▸ **DIRECTIONS FOR THIS TASK**: In the data below, restate exactly the lines from the one with "Identify a point on each instance of the tiled" to the final line, both included, but not the pictures.

▸ **RECORD EXTRACTS**:
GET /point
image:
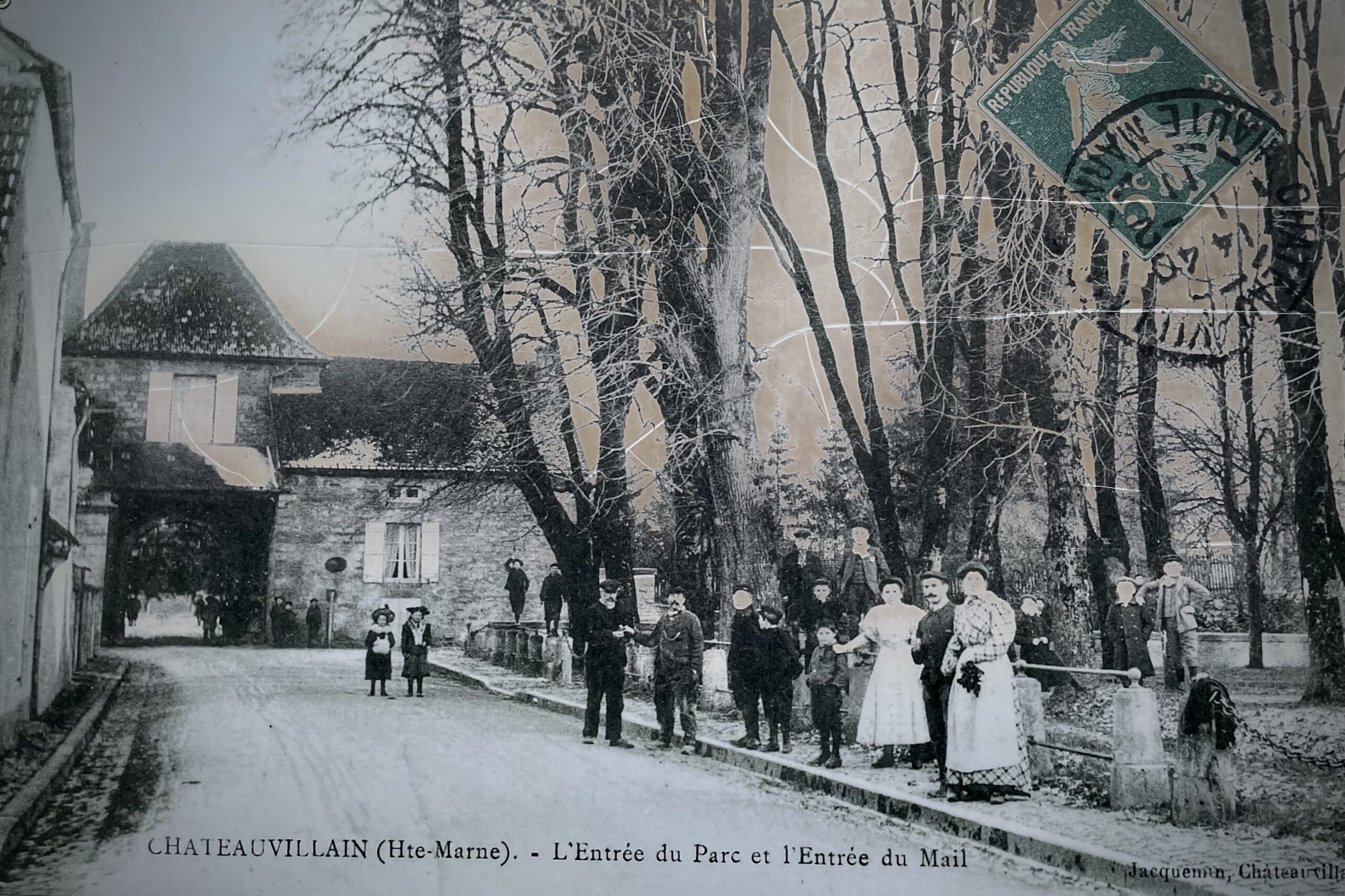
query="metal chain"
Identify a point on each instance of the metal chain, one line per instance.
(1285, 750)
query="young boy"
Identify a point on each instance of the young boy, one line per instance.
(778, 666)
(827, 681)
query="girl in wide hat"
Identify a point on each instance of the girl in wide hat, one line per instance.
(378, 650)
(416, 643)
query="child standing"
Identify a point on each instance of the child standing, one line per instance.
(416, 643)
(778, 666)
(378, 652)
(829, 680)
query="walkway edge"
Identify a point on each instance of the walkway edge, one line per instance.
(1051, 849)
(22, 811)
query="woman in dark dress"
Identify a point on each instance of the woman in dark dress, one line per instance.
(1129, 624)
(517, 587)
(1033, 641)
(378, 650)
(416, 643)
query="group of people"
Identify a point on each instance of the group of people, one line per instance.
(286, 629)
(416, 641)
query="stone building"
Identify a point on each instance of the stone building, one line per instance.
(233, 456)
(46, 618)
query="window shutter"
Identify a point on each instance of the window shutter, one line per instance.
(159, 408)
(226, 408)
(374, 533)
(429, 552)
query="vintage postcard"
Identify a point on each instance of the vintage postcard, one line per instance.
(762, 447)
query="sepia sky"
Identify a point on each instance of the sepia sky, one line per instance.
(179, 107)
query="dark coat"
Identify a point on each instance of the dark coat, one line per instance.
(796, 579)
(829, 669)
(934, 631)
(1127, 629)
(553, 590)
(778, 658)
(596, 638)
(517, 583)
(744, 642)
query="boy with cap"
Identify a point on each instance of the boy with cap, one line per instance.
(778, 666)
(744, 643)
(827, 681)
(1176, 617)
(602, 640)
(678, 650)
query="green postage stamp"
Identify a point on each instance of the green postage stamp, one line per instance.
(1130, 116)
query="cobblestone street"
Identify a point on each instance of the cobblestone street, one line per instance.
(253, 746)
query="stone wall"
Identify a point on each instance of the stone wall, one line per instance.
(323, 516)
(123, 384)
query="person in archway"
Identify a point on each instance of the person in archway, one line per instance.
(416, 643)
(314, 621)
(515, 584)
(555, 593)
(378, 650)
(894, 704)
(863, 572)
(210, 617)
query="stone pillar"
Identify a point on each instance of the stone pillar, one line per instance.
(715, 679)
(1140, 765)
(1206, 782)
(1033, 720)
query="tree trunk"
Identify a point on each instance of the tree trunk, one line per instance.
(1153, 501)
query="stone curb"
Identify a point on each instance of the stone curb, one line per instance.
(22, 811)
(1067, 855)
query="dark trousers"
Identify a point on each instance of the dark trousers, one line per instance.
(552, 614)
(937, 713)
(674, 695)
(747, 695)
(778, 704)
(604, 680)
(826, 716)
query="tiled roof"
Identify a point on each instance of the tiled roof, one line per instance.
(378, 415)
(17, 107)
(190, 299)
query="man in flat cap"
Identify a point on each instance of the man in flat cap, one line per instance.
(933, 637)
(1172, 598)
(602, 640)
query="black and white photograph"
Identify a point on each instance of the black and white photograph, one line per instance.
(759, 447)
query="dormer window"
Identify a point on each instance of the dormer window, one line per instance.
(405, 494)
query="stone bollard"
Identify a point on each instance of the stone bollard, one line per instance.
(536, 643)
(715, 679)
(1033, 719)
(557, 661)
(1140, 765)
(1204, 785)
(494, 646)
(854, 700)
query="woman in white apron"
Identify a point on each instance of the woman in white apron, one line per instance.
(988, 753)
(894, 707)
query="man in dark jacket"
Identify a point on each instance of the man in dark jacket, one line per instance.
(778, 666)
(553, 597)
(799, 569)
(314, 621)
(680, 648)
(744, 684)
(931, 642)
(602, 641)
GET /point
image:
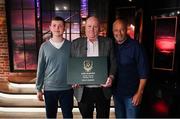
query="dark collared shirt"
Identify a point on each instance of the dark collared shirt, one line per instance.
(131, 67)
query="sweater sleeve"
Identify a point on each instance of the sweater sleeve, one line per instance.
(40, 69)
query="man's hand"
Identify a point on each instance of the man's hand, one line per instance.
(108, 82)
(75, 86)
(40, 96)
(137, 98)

▸ **THE ANSWER**:
Identify a point on each instance of the tiled roof, one line per instance.
(378, 415)
(17, 107)
(190, 299)
query="man in flat cap"
Identify a point on each instance of the man in flat cap, one line per instance.
(933, 637)
(1172, 598)
(602, 640)
query="black and white photograph"
Identify a point on each instance of the black and white photograph, one line per instance.
(759, 447)
query="dormer window"
Identify a point on each instance of the dormer window, one line per instance.
(405, 494)
query="stone bollard"
Identify a point on each instance of the stone bollard, one line per instance.
(536, 643)
(715, 679)
(1033, 719)
(557, 661)
(1140, 765)
(1204, 785)
(494, 646)
(854, 700)
query="woman in white apron"
Identify a point on each instance of the woman in white apron, one line per instance.
(988, 753)
(894, 707)
query="man in dark jacket"
Identify a point on each instance of the man in dark jacket, one line per instance.
(778, 666)
(553, 597)
(799, 569)
(314, 621)
(680, 648)
(744, 684)
(931, 642)
(602, 641)
GET /point
image:
query="dark collared shirt"
Identify a point on each instance of the dark collared shirt, one line per instance.
(131, 67)
query="sweater sleeve"
Identify a point on each instance of the sweater sleeve, one line per instance.
(40, 69)
query="man's hand"
Identify a point on each instance of the man's hand, one line per instance.
(108, 82)
(75, 86)
(40, 96)
(137, 98)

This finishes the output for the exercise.